* _Records to process_:

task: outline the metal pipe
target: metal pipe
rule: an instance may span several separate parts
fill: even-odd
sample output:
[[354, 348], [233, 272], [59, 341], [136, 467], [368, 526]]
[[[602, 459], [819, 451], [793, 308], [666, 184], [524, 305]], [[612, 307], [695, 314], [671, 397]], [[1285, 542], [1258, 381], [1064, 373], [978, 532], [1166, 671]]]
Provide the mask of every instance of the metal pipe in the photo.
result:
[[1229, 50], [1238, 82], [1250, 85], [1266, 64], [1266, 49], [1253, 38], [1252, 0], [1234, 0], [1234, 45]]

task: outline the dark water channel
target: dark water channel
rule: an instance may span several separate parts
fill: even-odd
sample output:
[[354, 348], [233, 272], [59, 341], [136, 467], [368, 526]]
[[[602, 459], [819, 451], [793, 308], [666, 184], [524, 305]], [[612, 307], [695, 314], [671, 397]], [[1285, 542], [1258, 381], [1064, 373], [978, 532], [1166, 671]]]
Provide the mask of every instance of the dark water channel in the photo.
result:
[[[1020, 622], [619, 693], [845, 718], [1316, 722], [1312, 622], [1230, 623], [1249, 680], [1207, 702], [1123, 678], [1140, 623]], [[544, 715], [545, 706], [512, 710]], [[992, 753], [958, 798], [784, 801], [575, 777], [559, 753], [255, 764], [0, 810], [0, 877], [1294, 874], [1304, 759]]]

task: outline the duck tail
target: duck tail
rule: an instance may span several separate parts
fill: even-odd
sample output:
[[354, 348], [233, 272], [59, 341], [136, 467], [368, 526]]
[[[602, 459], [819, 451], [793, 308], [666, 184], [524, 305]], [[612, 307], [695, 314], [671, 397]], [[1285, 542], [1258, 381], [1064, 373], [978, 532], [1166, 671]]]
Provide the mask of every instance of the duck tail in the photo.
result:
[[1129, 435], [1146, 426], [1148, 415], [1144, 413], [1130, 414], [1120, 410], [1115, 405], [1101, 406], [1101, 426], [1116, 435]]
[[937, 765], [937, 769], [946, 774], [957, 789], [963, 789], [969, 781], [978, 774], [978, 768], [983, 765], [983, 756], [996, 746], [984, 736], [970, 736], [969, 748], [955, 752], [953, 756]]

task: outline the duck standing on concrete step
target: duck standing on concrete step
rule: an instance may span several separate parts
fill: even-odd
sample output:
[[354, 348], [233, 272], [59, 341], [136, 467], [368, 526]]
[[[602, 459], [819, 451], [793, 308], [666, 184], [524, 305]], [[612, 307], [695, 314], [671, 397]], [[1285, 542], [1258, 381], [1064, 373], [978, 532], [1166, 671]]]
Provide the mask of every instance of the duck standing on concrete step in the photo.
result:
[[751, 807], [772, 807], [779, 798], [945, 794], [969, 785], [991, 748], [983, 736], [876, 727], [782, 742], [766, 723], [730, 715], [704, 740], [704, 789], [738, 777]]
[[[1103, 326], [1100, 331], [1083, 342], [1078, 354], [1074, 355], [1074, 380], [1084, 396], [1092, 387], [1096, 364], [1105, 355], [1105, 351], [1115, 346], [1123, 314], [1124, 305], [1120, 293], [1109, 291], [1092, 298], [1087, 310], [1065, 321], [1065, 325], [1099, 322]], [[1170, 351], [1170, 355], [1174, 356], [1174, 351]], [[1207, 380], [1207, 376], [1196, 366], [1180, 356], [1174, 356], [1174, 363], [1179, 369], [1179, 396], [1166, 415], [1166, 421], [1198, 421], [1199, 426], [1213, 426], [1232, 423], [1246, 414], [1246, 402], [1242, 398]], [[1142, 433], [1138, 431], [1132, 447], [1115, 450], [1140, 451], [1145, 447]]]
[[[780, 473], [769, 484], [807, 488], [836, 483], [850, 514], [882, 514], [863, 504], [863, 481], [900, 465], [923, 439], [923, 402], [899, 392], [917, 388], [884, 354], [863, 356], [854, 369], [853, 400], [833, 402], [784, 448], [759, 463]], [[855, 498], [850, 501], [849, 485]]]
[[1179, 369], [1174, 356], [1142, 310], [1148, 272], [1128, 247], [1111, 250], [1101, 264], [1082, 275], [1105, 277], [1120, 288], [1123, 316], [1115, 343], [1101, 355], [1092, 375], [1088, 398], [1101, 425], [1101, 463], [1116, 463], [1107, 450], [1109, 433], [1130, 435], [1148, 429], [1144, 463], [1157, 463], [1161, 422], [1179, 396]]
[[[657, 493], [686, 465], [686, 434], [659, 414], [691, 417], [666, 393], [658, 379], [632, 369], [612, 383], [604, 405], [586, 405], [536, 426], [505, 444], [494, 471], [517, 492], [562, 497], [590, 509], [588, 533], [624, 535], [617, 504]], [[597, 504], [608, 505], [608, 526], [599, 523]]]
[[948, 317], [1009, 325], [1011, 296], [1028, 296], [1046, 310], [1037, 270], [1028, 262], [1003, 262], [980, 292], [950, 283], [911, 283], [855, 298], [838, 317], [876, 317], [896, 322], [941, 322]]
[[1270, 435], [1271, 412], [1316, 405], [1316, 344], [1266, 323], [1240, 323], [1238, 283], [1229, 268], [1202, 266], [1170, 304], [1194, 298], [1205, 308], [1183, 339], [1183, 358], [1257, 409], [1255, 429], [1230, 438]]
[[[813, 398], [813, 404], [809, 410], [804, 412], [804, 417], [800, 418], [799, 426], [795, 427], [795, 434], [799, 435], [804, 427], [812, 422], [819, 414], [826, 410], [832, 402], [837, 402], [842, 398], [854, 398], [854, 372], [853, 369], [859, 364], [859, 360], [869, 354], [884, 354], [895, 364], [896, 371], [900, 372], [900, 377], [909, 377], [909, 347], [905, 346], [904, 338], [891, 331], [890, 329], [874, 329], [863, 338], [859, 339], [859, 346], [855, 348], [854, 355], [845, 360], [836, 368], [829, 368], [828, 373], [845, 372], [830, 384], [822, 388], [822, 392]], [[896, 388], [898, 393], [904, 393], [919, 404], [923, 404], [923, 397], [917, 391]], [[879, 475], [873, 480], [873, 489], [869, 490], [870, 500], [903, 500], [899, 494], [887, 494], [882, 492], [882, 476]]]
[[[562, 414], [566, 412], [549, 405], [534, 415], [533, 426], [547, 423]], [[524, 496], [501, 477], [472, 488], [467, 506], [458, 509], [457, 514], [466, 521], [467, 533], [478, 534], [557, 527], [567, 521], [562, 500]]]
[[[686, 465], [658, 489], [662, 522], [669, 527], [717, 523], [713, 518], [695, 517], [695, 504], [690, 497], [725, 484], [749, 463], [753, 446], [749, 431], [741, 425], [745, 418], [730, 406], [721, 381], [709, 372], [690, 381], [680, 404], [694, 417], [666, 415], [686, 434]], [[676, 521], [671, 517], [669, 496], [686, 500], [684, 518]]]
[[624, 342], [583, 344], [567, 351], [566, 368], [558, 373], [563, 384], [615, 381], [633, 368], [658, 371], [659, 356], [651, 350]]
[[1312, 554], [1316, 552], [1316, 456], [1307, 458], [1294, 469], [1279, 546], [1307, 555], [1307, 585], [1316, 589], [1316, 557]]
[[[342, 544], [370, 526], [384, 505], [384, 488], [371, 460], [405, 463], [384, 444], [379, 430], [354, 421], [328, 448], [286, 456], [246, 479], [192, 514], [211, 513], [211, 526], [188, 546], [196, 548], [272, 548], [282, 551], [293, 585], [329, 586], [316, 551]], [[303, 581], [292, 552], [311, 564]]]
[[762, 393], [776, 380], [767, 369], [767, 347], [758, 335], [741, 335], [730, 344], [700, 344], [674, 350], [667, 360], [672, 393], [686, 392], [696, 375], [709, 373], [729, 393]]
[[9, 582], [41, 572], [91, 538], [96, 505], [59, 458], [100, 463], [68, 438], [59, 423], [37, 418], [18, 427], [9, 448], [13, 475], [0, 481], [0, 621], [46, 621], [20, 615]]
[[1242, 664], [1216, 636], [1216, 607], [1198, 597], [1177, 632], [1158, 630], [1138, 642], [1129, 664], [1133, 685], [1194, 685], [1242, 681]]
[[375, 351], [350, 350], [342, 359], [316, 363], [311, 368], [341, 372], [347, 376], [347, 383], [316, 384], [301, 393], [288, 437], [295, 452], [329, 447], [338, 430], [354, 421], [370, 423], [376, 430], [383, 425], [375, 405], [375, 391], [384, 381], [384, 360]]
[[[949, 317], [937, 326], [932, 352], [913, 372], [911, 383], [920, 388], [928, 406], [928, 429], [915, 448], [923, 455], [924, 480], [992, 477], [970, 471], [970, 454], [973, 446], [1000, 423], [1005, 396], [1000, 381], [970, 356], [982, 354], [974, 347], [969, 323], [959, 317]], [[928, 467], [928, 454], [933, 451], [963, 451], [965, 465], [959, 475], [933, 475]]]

* _What needs to be done_: Select and copy every line above that contains the word "concrete", treating uppercase and lowercase letters as distinct.

* _Result of this exercise_:
task: outline the duck standing on concrete step
target: duck standing on concrete step
Provide the mask of every instance of the duck standing on concrete step in the photo.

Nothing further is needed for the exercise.